**INSTRUCTIONS FOR THE TASK**. Transcribe word for word the lines below from the line with "Segment out paper" through the line with "Segment out blue face", ends included.

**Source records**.
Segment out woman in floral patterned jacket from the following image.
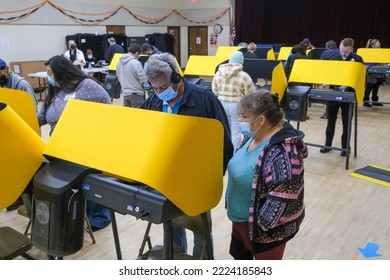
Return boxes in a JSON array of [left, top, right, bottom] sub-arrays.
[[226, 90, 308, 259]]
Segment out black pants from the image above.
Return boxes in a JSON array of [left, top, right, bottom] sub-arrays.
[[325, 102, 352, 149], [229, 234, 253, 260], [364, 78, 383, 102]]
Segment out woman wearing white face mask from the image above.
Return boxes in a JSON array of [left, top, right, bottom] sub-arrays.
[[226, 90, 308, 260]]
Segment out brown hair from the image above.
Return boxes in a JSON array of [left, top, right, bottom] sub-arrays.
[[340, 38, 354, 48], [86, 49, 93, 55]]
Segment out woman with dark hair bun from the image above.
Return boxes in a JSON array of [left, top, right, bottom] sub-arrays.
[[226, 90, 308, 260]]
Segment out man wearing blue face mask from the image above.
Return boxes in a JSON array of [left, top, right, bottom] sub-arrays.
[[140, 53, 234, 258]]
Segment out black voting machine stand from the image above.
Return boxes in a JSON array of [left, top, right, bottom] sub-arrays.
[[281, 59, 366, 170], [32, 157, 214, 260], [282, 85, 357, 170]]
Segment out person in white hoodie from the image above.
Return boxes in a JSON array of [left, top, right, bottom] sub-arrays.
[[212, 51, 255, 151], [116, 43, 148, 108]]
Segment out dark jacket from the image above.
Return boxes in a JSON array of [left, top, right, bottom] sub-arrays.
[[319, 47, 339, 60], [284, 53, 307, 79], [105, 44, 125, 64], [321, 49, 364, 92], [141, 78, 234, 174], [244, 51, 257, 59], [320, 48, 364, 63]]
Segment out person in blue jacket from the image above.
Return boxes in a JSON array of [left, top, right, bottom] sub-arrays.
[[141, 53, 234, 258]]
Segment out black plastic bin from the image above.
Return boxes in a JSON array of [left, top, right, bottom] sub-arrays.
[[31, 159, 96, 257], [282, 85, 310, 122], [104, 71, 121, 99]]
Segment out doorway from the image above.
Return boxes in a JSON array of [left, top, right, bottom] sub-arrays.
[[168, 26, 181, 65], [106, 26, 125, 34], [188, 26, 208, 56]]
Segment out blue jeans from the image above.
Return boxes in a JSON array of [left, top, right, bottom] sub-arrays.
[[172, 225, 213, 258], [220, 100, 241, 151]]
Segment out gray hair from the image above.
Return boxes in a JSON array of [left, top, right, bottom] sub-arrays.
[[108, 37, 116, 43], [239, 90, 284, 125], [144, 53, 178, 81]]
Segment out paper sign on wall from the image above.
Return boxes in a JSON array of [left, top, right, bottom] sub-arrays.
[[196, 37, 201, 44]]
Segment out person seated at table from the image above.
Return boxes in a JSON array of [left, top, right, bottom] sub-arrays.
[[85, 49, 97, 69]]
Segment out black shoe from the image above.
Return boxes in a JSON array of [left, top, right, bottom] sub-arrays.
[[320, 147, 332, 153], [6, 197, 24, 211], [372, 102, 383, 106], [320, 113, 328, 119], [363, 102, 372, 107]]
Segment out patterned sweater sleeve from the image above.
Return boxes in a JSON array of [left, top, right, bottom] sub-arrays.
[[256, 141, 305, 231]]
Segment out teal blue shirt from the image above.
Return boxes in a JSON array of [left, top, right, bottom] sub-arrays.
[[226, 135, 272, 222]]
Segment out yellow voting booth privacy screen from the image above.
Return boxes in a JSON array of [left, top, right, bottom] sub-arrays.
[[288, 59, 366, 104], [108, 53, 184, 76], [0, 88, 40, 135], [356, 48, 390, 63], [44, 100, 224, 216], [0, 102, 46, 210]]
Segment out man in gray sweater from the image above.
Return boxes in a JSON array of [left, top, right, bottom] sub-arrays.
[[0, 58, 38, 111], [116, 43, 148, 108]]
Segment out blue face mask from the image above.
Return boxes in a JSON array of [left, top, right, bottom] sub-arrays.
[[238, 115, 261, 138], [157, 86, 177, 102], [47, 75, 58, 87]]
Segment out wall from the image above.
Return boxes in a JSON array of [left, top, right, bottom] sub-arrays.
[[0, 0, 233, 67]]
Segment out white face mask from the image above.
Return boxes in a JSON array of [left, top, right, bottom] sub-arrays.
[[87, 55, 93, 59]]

* * *

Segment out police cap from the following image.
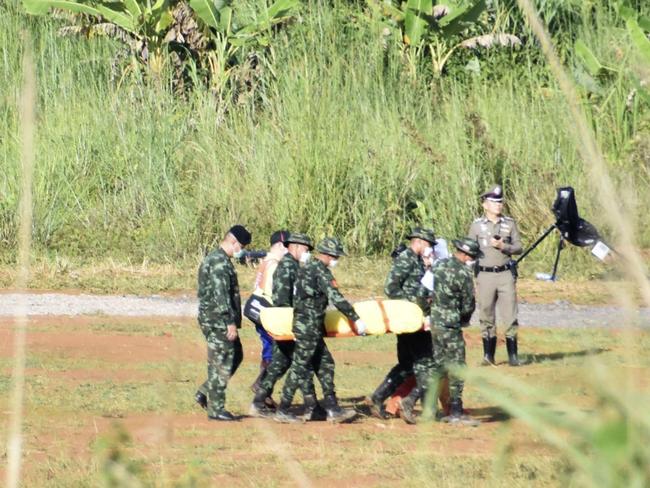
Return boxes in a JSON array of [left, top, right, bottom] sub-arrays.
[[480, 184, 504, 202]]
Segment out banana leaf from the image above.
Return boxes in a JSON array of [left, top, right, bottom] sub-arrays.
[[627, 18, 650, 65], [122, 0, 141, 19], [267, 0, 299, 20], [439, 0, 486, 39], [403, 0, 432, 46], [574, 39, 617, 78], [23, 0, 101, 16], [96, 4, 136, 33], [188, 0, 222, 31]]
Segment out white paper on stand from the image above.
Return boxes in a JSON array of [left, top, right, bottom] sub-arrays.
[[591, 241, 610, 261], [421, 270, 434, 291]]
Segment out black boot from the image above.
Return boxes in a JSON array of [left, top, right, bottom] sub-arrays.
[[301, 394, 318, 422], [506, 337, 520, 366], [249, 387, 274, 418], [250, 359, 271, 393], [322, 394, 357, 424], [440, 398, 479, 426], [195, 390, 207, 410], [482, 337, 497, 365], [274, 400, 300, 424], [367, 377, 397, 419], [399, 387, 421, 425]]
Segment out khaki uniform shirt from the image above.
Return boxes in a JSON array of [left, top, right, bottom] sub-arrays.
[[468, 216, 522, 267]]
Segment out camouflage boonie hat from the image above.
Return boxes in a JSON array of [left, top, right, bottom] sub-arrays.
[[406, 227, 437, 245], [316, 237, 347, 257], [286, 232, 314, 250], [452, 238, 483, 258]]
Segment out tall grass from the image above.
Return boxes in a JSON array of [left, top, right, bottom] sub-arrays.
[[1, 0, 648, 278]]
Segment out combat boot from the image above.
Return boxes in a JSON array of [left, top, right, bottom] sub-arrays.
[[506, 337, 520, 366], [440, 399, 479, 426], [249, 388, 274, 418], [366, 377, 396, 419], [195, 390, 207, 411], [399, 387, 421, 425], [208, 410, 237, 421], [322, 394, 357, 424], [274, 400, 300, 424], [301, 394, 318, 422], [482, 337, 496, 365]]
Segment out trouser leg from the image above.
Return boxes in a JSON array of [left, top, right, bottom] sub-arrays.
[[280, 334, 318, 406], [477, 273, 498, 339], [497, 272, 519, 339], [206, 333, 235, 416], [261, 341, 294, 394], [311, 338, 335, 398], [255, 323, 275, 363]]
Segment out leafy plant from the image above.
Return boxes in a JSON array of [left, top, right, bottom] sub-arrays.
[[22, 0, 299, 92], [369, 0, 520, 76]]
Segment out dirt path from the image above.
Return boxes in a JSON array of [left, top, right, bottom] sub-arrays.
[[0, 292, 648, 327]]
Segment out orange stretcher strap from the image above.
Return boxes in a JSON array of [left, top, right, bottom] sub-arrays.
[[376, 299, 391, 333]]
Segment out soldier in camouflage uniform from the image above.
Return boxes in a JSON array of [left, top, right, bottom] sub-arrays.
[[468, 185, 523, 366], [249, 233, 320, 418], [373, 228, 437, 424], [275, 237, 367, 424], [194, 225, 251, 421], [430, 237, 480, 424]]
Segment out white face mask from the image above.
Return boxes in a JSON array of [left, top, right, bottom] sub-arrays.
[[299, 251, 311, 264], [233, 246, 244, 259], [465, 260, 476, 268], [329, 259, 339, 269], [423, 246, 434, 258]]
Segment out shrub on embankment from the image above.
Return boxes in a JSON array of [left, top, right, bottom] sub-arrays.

**EXPECTED ANSWER**.
Segment out paper sign on wall from the image above.
Return boxes in a JSON array of [left, top, right, bottom] sub-arrays.
[[196, 37, 201, 44]]
Segment out person seated at table from the image above.
Return boxes in a JSON array of [left, top, right, bottom] sub-arrays.
[[85, 49, 97, 69]]
Segment out black shoe from the image above.
Return boxes in a JSON array of [left, top, right, bottom] sub-arrays.
[[320, 147, 332, 153], [6, 197, 24, 211], [372, 102, 383, 106], [320, 113, 328, 119], [363, 102, 372, 107]]
Segment out patterned sweater sleeve from the image above.
Return boxes in a JSON array of [left, top, right, bottom] sub-arrays.
[[256, 141, 305, 231]]
Segment out teal blue shirt from the image above.
Return boxes in a JSON array of [left, top, right, bottom] sub-arrays.
[[226, 135, 272, 222]]
Segment out yellow voting booth privacy screen from the image above.
Return boxes in a JSON array of [left, top, right, bottom] sub-arrays.
[[288, 59, 366, 104], [108, 53, 184, 76], [0, 88, 40, 135], [356, 48, 390, 63], [44, 100, 224, 216], [0, 102, 46, 210]]
Segment out man in gray sweater from the image above.
Return boxes in a JSON array of [left, top, right, bottom] sub-arrays.
[[0, 58, 38, 111], [116, 43, 148, 108]]
Segment out blue face mask from the image above.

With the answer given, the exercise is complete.